DOSTARCZONY TEKST:

╭──

Jeszcze 2 minuty czytania

Łukasz Gorczyca

DOBRY WIECZÓR:
Strach przed czytaniem

Łukasz Gorczyca

Łukasz Gorczyca

Dobry wieczór, skoro dzieci śpią, to można porozmawiać o sztuce dla dorosłych, takiej trochę, jak to mówi prezes, destrukcyjnej, a przynajmniej z bardzo silnym elementem destrukcji. Destrukcji być może nawet jakoś koordynowanej. Pięknie powiedziane, a co ważniejsze, bez konkretnych przykładów, więc możemy sobie trochę tu poszaleć, wpisać własne widzi mi się w pozostawione przez lidera trzy kropki. Otóż nie ma dziś bardziej destrukcyjnej sztuki od sztuki pisania. Pisania – od czasownika pisać, a nie skrótowca PiS, czy angielskiego „piss”, chociaż obszary znaczeniowe tych trzech słów są być może nawet jakoś skoordynowane. Chodzi tu o specjalny rodzaj destrukcji, odmianę broni psychologicznej, która mury pozostawia nietknięte, ale sieje spustoszenie w organizmach żywych, atakując złośliwie ich najbardziej strategiczny narząd – mózg.

Okrutnym, wyniszczającym orężem destrukcji jest strach. „Tak, dostałem tego mejla” – mówi znajomy artysta – „ale boję się otwierać na razie”. Oto właśnie nowy gatunek lęku – strach przed otworzeniem załącznika z plikiem tekstowym. I nie jest to już bynajmniej strach przed złośliwym oprogramowaniem, tylko zimny pot, nerwowy tik w obawie przed złośliwą treścią przesłanego tekstu. Otworzysz, przeczytasz i znowu dowiesz się o sobie wielu przykrych, choć niekoniecznie prawdziwych rzeczy...

╰──

DANE SUROWE:
╭──

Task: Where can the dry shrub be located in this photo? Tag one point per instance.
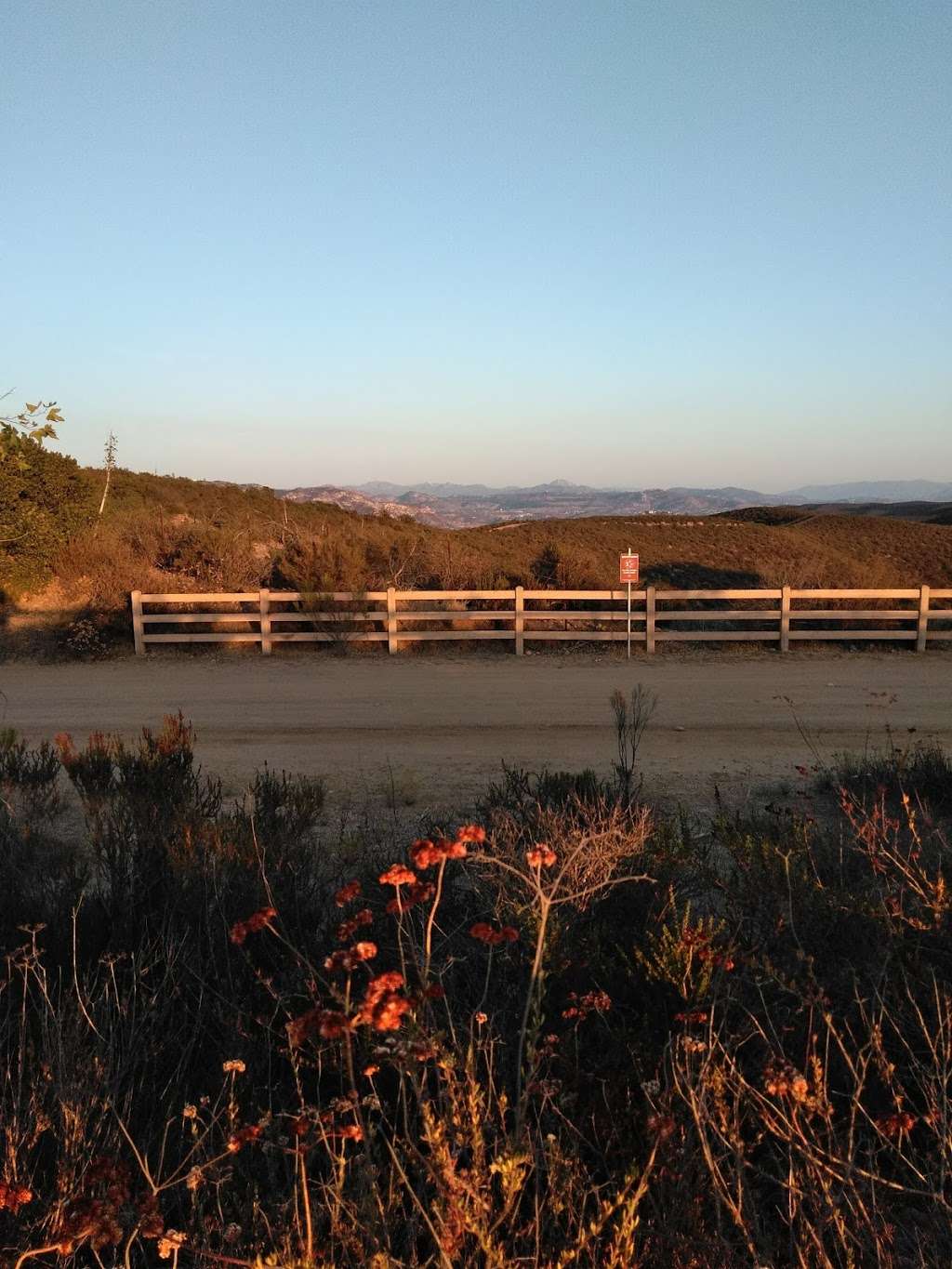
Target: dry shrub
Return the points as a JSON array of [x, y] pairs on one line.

╰──
╭──

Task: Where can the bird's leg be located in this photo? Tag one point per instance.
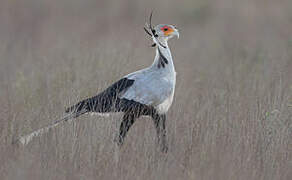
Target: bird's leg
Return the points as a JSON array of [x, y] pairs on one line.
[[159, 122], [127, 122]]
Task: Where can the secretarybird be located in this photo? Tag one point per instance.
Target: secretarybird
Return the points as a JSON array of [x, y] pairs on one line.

╰──
╭──

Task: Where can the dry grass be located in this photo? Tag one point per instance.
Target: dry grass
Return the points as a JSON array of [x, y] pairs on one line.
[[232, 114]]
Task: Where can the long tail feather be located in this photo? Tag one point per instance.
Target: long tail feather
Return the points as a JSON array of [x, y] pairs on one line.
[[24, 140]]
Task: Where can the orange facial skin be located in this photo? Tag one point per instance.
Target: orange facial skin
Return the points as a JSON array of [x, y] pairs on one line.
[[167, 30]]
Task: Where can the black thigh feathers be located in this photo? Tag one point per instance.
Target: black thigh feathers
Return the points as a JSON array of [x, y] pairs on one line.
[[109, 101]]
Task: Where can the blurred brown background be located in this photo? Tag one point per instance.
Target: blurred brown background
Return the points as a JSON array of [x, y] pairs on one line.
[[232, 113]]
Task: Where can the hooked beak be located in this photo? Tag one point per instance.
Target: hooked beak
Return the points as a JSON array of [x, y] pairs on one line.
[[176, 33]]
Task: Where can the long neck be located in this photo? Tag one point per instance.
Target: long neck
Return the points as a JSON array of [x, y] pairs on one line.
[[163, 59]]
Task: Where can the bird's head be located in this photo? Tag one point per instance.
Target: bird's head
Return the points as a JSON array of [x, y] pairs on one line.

╰──

ZESTAW ĆWICZEŃ:
A - Wymień trzy słowa, których obszary znaczeniowe felieton o strachu przed czytaniem uznaje za być może jakoś skoordynowane.
B - Dopisz dalszy ciąg felietonu o strachu przed czytaniem, zaczynając po jego ostatnim zdaniu.

ROZWIĄZANIA ĆWICZEŃ:
A - Pisania, PiS, „piss”

B -
Oto bowiem stoimy u progu złotego wieku polskiego piśmiennictwa o sztuce. Nigdy wcześniej tak wielu nie pisało tak wiele, w tak wielu miejscach, dla tak wielu. Wbrew nerwowo przywoływanym badaniom czytelnictwa, nigdy dotąd nie pisaliśmy i nie czytaliśmy tyle co teraz: mejli, esemesów, postów, blogów etc. itp. I nigdy jeszcze publikowanie własnych myśli, czy mówiąc precyzyjniej, ułożonych samodzielnie ciągów wyrazów, nie było tak proste. Naszą rzeczywistość w coraz większym stopniu kreuje ruch palców na klawiaturze komputerów, smartfonów i tabletów, w miejsce fizycznej, wytwórczej pracy rąk. Ludzie korzystają z tych nowych, świetnych narzędzi i piszą, piszą, piszą. Nawet jeśli ktoś nie ma nic do powiedzenia, to ośmielony nowymi możliwościami chętnie coś napisze. I dopiero teraz naprawdę zaczynamy rozumieć, że skala międzyludzkiego nieporozumienia jest katastrofalnie większa, niż ktokolwiek wcześniej przypuszczał.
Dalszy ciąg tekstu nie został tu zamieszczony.